Point-per-instance localization data:

════

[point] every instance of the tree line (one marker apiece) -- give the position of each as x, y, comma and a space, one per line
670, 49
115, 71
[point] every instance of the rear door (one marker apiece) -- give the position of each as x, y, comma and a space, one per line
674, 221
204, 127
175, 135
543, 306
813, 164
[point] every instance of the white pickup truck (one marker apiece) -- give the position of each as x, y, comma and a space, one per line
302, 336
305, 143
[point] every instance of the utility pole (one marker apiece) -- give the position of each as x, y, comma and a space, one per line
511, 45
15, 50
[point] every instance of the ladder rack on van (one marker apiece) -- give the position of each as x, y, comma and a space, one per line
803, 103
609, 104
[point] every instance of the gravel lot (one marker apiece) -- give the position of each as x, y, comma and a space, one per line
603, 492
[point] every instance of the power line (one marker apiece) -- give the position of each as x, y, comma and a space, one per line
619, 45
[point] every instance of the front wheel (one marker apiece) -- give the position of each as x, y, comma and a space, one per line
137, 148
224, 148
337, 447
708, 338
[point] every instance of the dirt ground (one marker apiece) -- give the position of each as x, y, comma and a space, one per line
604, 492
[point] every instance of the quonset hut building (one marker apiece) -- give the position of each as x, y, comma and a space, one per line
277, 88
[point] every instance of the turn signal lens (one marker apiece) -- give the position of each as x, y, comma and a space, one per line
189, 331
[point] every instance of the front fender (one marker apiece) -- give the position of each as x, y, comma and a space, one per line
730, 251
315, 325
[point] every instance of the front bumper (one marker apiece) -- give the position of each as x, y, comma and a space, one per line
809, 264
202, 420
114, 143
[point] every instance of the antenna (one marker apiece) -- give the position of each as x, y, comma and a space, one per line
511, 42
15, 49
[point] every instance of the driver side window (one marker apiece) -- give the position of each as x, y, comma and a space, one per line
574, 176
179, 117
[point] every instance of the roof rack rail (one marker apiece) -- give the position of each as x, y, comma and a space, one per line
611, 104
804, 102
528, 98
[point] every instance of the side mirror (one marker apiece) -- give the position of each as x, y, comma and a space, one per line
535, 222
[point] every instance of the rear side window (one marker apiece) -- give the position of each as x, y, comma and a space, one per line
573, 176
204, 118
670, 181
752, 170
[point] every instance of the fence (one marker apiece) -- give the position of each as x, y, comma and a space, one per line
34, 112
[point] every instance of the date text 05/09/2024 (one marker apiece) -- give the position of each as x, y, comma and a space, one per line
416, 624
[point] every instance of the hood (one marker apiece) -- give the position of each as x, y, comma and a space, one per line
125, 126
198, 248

════

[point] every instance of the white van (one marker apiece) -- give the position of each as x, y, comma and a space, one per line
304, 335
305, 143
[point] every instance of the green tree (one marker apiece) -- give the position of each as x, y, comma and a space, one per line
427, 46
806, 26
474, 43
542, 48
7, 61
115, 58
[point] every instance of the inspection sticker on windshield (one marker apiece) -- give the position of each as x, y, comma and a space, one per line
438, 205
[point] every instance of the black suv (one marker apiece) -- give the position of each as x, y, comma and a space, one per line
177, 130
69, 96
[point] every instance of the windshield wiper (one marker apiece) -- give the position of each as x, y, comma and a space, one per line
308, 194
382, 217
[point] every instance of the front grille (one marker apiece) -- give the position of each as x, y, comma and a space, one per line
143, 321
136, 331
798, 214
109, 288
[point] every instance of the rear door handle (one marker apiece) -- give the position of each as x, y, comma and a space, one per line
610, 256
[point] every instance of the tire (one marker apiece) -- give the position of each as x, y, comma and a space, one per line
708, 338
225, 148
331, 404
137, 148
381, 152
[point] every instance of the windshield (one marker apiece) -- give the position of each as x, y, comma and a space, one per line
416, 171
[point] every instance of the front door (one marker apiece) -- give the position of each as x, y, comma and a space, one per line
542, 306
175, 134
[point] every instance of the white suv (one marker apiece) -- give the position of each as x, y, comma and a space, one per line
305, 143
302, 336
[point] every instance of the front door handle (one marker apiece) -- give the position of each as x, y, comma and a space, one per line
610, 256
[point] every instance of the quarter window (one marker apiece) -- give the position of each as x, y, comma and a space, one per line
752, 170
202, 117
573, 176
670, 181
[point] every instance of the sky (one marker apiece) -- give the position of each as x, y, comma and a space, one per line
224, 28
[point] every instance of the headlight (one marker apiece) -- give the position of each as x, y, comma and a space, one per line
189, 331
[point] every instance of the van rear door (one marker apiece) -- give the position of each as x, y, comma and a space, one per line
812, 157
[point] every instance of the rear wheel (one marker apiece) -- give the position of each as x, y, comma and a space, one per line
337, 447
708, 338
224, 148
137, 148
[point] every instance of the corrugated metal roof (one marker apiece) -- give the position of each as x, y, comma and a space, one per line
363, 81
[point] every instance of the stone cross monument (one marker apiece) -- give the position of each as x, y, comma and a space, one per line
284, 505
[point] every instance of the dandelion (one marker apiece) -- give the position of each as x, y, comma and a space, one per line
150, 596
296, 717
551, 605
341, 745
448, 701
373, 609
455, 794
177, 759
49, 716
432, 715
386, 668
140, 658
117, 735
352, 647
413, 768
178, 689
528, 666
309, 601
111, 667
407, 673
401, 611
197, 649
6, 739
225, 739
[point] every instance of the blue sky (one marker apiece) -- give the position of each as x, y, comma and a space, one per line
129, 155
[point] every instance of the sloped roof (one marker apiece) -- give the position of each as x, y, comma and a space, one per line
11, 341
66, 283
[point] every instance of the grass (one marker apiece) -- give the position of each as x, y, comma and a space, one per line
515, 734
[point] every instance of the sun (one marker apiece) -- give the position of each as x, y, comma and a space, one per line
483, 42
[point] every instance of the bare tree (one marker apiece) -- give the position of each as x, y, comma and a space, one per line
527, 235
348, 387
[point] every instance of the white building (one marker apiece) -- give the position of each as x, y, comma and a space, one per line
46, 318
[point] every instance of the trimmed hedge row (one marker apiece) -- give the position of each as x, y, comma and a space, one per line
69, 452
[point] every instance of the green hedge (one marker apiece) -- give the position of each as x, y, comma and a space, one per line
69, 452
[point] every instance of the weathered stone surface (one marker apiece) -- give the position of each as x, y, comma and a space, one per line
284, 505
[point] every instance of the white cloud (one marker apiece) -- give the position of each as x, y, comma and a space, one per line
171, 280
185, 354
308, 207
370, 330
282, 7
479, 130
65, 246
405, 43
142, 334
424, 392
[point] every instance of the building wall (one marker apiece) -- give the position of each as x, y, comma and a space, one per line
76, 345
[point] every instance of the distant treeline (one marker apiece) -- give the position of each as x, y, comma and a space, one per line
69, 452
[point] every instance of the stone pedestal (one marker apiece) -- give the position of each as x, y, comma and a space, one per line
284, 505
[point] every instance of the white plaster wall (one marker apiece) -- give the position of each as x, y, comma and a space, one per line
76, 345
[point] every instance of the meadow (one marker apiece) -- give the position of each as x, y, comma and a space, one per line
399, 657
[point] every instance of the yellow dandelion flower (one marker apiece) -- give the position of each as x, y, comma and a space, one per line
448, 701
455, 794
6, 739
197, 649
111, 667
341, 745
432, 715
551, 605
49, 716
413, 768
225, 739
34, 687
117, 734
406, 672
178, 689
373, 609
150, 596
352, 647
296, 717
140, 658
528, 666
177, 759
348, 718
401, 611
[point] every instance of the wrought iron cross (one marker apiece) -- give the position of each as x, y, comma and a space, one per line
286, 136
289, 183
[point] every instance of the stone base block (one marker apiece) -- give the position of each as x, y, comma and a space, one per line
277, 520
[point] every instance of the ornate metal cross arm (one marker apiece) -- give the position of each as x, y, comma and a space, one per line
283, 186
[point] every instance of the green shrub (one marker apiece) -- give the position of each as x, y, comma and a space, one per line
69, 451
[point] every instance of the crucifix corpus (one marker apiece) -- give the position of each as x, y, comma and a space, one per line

════

Above are some records; copy exactly the lines from the one with "[point] every instance of the ornate" through the one with "[point] every instance of the crucifix", both included, and no others.

[point] every instance of the ornate metal cross arm (one marker apiece) -- give the position of each as x, y, comma and a space, one per line
283, 186
[point] every instance of the green shrub (one marker apiece) -- give the position of each as x, y, comma and a space, one per line
69, 451
[point] every instance of the crucifix corpus (one marker apiece) -- give the position of each as x, y, comma and a space, one per line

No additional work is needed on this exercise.